# [TO-DO ITEM]
Lay out the data starting at the line containing "Produce the target's" and ending at the line containing "rough mask: <svg" as a JSON list of strings, one string per line, with blank lines omitted.

# [SUPPLIED INFORMATION]
------------------------

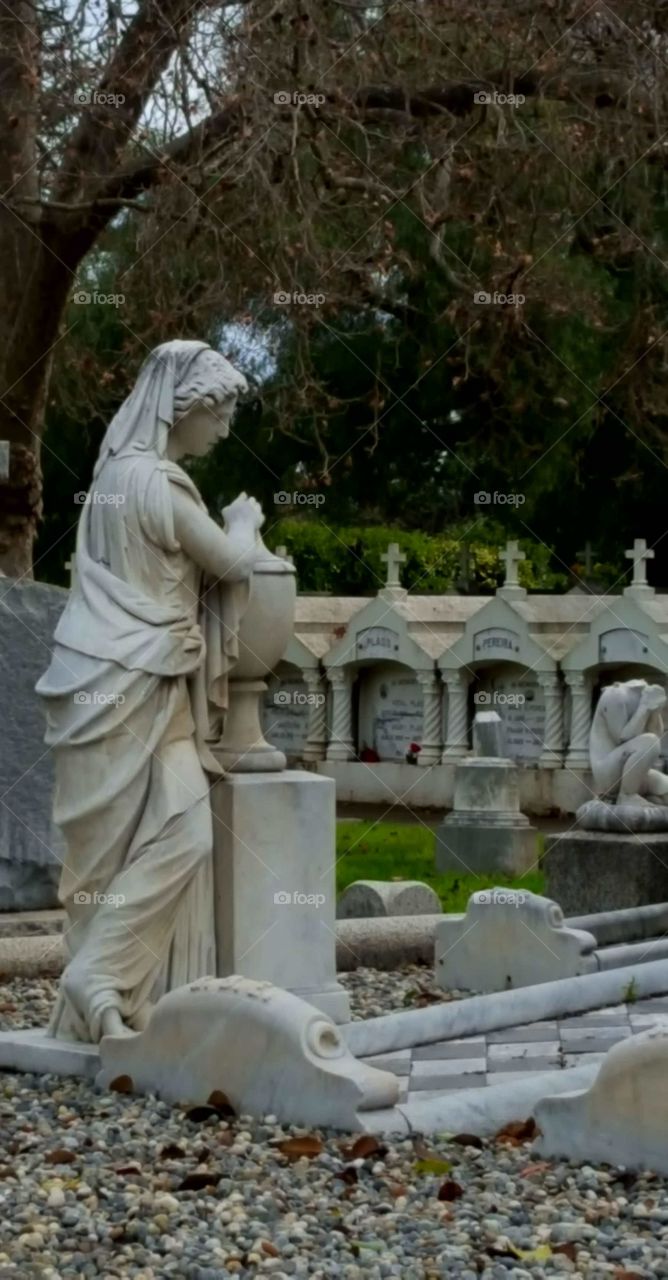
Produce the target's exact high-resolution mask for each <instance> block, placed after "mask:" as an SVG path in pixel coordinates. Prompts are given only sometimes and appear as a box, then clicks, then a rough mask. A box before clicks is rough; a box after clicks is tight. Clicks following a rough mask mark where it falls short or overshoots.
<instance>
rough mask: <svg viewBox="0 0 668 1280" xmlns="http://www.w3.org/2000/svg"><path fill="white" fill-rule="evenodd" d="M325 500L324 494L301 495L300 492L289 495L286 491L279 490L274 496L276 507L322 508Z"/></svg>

------------------------

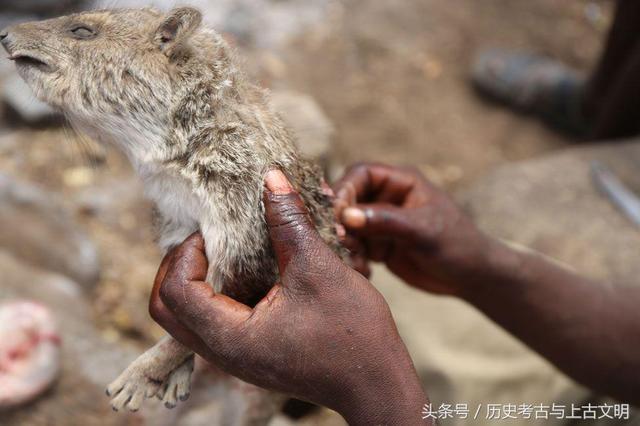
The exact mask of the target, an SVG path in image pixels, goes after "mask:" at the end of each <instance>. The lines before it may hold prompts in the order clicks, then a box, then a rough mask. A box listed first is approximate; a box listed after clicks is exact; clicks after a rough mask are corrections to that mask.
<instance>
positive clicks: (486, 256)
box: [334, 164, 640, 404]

------------------------

# [OUTPUT FOR THIS TASK]
[
  "Produce the target's exact high-resolution mask for each <instance> block, placed after \"mask:\" as an SVG path in pixel coordinates. Prompts are given only sometimes and appear as a box, then clicks, then a rough mask. A box before clicks is rough; a box after clicks is tight. Clicks following a rough mask mark where it falls short or overshoots.",
  "<instance>",
  "rough mask: <svg viewBox=\"0 0 668 1280\" xmlns=\"http://www.w3.org/2000/svg\"><path fill=\"white\" fill-rule=\"evenodd\" d=\"M325 500L324 494L301 495L300 492L289 495L286 491L279 490L274 496L276 507L322 508Z\"/></svg>"
]